§ **Your task**:
Write out the entire blog excerpt below, word for word.

§ **Extract provided**:
The IANA Time Zone Database pushed out a change on October 1st. While some sites, including this blog and Weather Now, updated our copies of the database immediately, apparently not everyone else has. Typically it takes a few weeks to get changes pushed to millions of cell phones.

This is a minor, but telling, example of how authoritarian governments encourage incompetence. If Donald Trump gets elected president, expect this sort of thing to happen here.

A year of FitBit

I forgot that I picked up my FitBit a year ago this week. So how am I doing since 24 October 2014?

  • 4.76 million steps (13,000 per day)
  • 4,081 km (11 km per day)
  • 4,557 floors (12 per day)

By FitBit's reckoning, that puts me somewhere around the 90th percentile of FitBit users worldwide. It also means I've walked the entire length of Japan and climbed enough stairs to reach the normal cruising altitude of a commercial jet.

And Parker and I are about to get more steps in just a few minutes.

How Evanston got rid of cars (mostly)

Politico has a long-form article describing Evanston's efforts to rid its downtown of cars:

With stops for Chicago Transit Authority buses and its “L” rail line, Metra suburban rail’s Union Pacific North line and the Pace suburban bus, Evanston always had great transit bones. For much of its history it had also been a relatively prosperous North Shore city, its growth initially spurred by the Great Chicago Fire of 1871, as Chicagoans fled its chaotic density, and in the 20th century, its share of once-famous industrial names, from Rust-Oleum Corp. to Shure, the audio products company, to Bell & Howell, then best known for its film cameras and projectors.

[Dataset excerpts on object pointing]
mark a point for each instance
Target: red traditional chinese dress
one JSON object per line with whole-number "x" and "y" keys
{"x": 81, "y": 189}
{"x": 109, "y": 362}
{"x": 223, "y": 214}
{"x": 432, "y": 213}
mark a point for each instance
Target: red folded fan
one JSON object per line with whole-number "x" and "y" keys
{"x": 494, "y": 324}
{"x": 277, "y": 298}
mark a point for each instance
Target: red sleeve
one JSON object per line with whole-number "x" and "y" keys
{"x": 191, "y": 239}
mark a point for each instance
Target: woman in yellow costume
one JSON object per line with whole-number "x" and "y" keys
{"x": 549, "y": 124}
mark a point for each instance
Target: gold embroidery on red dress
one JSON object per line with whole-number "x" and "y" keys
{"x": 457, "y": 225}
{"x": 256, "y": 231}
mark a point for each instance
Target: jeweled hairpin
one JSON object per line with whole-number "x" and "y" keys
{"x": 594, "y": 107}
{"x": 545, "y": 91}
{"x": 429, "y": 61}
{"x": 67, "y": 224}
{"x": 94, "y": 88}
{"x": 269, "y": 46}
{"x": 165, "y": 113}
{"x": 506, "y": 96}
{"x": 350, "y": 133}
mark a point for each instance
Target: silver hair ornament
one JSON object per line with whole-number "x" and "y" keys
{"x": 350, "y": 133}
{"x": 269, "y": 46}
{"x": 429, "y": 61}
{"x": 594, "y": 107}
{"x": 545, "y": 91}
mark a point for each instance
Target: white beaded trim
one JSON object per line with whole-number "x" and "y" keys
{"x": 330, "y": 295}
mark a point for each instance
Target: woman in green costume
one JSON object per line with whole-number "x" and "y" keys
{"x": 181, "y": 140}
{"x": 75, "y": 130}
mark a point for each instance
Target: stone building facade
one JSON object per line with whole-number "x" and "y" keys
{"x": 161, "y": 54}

§ **Full solution**:
The IANA Time Zone Database pushed out a change on October 1st. While some sites, including this blog and Weather Now, updated our copies of the database immediately, apparently not everyone else has. Typically it takes a few weeks to get changes pushed to millions of cell phones.

This is a minor, but telling, example of how authoritarian governments encourage incompetence. If Donald Trump gets elected president, expect this sort of thing to happen here.

A year of FitBit

I forgot that I picked up my FitBit a year ago this week. So how am I doing since 24 October 2014?

  • 4.76 million steps (13,000 per day)
  • 4,081 km (11 km per day)
  • 4,557 floors (12 per day)

By FitBit's reckoning, that puts me somewhere around the 90th percentile of FitBit users worldwide. It also means I've walked the entire length of Japan and climbed enough stairs to reach the normal cruising altitude of a commercial jet.

And Parker and I are about to get more steps in just a few minutes.

How Evanston got rid of cars (mostly)

Politico has a long-form article describing Evanston's efforts to rid its downtown of cars:

With stops for Chicago Transit Authority buses and its “L” rail line, Metra suburban rail’s Union Pacific North line and the Pace suburban bus, Evanston always had great transit bones. For much of its history it had also been a relatively prosperous North Shore city, its growth initially spurred by the Great Chicago Fire of 1871, as Chicagoans fled its chaotic density, and in the 20th century, its share of once-famous industrial names, from Rust-Oleum Corp. to Shure, the audio products company, to Bell & Howell, then best known for its film cameras and projectors.